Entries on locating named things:

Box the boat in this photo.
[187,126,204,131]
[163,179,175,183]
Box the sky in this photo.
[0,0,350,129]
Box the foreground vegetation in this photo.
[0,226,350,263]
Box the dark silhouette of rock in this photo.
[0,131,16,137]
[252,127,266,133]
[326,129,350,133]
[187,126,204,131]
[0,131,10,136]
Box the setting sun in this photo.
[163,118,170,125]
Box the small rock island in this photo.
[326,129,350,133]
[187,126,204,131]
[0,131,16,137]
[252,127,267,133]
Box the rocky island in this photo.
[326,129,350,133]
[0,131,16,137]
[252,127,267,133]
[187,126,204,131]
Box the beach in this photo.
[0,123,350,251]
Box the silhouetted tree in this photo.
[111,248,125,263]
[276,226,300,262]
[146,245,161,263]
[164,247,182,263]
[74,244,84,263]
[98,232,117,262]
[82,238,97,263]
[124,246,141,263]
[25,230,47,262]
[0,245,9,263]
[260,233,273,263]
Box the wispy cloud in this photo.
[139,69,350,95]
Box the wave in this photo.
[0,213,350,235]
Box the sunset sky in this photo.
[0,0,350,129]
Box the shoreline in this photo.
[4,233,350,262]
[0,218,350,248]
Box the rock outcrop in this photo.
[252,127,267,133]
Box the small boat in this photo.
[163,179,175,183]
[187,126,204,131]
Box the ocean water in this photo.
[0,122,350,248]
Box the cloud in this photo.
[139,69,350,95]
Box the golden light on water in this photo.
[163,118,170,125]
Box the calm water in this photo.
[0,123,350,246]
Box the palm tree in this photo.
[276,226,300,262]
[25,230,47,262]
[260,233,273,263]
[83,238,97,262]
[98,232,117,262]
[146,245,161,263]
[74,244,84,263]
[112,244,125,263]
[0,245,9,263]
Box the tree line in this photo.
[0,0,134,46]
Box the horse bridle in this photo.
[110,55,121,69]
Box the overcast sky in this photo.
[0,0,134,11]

→ What to produce
Can you rewrite all of the records above as a numbered list, leaving out any blank lines?

→ Expected output
1. Box the boat in this photo.
2. [187,126,204,131]
3. [163,179,175,183]
4. Box the sky in this photo.
5. [0,0,350,129]
6. Box the foreground vegetation in this photo.
7. [0,226,350,263]
8. Box the dark silhouette of rock in this photo.
9. [0,131,16,137]
10. [252,127,266,133]
11. [326,129,350,133]
12. [187,126,204,131]
13. [0,131,10,136]
14. Box the setting sun in this photo.
15. [163,118,170,125]
16. Box the small rock island in this photo.
17. [326,129,350,133]
18. [187,126,204,131]
19. [0,131,16,137]
20. [252,127,267,133]
21. Box the rocky island in this photo.
22. [326,129,350,133]
23. [0,131,16,137]
24. [252,127,267,133]
25. [187,126,204,131]
26. Box the beach in this photo.
27. [0,123,350,251]
28. Box the silhouetted tree in this photo.
29. [111,248,125,263]
30. [276,226,300,262]
31. [146,245,161,263]
32. [164,247,182,263]
33. [74,244,84,263]
34. [98,232,117,262]
35. [82,238,97,263]
36. [124,246,141,263]
37. [25,230,47,262]
38. [0,245,9,263]
39. [260,233,273,263]
40. Box the wispy cloud in this photo.
41. [139,69,350,95]
42. Box the wave in this photo.
43. [0,213,350,235]
44. Box the sunset sky in this photo.
45. [0,0,350,129]
46. Box the shoreline in this photo.
47. [4,233,350,262]
48. [0,218,350,248]
49. Box the rock outcrop in this photo.
50. [252,127,267,133]
51. Box the small boat in this photo.
52. [163,179,175,183]
53. [187,126,204,131]
54. Box the ocean water in this photo.
55. [0,122,350,248]
56. Box the cloud in this photo.
57. [139,69,350,95]
58. Box the golden light on water in this photo.
59. [163,118,170,125]
60. Box the calm water in this photo.
61. [0,123,350,246]
62. Box the palm tree in this photo.
63. [276,226,300,262]
64. [25,230,47,262]
65. [260,233,273,263]
66. [83,238,97,262]
67. [98,232,117,262]
68. [146,245,161,263]
69. [74,244,84,263]
70. [112,244,125,263]
71. [0,245,9,263]
72. Box the tree line in this photo.
73. [0,0,134,46]
74. Box the horse bridle in this photo.
75. [110,55,121,69]
76. Box the overcast sky in this photo.
77. [0,0,134,11]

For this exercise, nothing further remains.